# [TASK DETAILS]
Transcribe all of the data below word for word, with no line altered or left out.

===== TASK MATERIAL =====

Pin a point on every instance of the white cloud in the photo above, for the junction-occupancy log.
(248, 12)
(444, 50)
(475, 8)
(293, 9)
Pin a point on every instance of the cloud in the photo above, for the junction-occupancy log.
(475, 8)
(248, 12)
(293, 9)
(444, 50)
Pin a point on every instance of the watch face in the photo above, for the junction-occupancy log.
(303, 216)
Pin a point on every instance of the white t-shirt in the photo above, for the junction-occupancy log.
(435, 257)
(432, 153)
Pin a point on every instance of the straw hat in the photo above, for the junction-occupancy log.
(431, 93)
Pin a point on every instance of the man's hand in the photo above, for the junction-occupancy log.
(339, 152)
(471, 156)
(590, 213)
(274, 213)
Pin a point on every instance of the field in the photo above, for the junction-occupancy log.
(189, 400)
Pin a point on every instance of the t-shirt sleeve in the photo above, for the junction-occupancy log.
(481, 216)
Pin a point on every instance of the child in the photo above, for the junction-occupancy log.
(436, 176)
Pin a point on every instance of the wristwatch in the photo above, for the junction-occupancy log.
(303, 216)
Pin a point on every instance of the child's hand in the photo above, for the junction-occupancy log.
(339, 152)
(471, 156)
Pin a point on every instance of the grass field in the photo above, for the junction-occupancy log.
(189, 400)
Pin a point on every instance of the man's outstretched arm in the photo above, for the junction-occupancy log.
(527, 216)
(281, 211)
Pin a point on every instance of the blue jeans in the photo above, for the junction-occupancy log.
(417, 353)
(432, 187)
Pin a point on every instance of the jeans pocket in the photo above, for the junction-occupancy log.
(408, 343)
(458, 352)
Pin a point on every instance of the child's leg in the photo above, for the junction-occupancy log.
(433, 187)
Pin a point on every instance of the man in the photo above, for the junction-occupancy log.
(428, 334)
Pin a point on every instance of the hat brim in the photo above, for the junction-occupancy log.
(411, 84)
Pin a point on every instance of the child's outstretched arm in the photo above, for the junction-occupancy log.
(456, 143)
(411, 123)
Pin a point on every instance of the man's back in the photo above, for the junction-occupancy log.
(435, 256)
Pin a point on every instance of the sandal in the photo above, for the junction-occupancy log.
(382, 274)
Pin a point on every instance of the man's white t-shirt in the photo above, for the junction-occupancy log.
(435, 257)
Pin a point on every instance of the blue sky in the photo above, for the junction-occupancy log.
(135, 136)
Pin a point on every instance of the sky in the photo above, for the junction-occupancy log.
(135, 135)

=====

# [SOLVED EXERCISE]
Pin a point on every instance of the white cloud in the photo above, for the junction-occupancy log.
(248, 12)
(444, 50)
(475, 8)
(293, 9)
Pin a point on every instance of the cloud in the photo above, for the junction-occupancy log.
(475, 8)
(248, 12)
(293, 9)
(444, 50)
Pin a point on every instance of the watch face in the photo above, for the junction-occupancy log.
(303, 216)
Pin a point on every instance of the white t-shirt in the photo above, for the junction-occupancy log.
(435, 257)
(432, 153)
Pin a point on every instance of the straw hat in the photo above, for the junction-occupancy log.
(431, 93)
Pin a point on every instance of the man's hand in the photo above, for the junction-occupancy log.
(339, 152)
(471, 156)
(590, 213)
(274, 213)
Pin a point on every instance of the field in the photo above, for the junction-occupancy log.
(189, 400)
Pin a point on every instance of the t-shirt sleeve in the photo above, for the junction-occupancy log.
(481, 216)
Pin a point on every instance of the child in the photo above, for the junction-occupancy log.
(436, 176)
Pin a point on every instance of the wristwatch in the photo above, for the junction-occupancy log.
(303, 216)
Pin a point on every instance of the child's hand in the photo above, for the junction-occupancy log.
(339, 152)
(471, 156)
Pin a point on every instance of the grass field in the photo above, for the junction-occupancy log.
(189, 400)
Pin a point on every instance of the man's outstretched arm in the photo above, for the junction-occupancy log.
(527, 216)
(281, 211)
Pin a point on every instance of the blue jeans in the photo above, for the junction-occupancy log.
(417, 353)
(432, 187)
Pin a point on every instance of the jeans pocket in the photo above, for the junction-occupancy log.
(408, 343)
(458, 352)
Pin a point on every instance of the child's leg in the photo above, for the junction-occupancy log.
(433, 187)
Pin a point on every instance of the man in the photo above, for the junction-occupancy log.
(428, 334)
Pin a point on every instance of the hat brim in the photo above, for the junction-occupancy log.
(411, 84)
Pin a point on every instance of the child's outstretched arm in the photo above, for the junction-occupancy log.
(456, 143)
(411, 123)
Pin a point on every instance of the man's back in the photo above, for the junction-occupancy log.
(435, 256)
Pin a point on every instance of the sandal in the photo above, for the junction-occupancy log.
(382, 274)
Pin a point on every instance of the man's white t-shirt in the photo above, for the junction-occupancy log.
(435, 257)
Pin a point on every instance of the blue sky in the photo above, for the junction-occupancy log.
(135, 136)
Pin a point on every instance of the sky in the photo above, for the junction-occupancy log.
(135, 135)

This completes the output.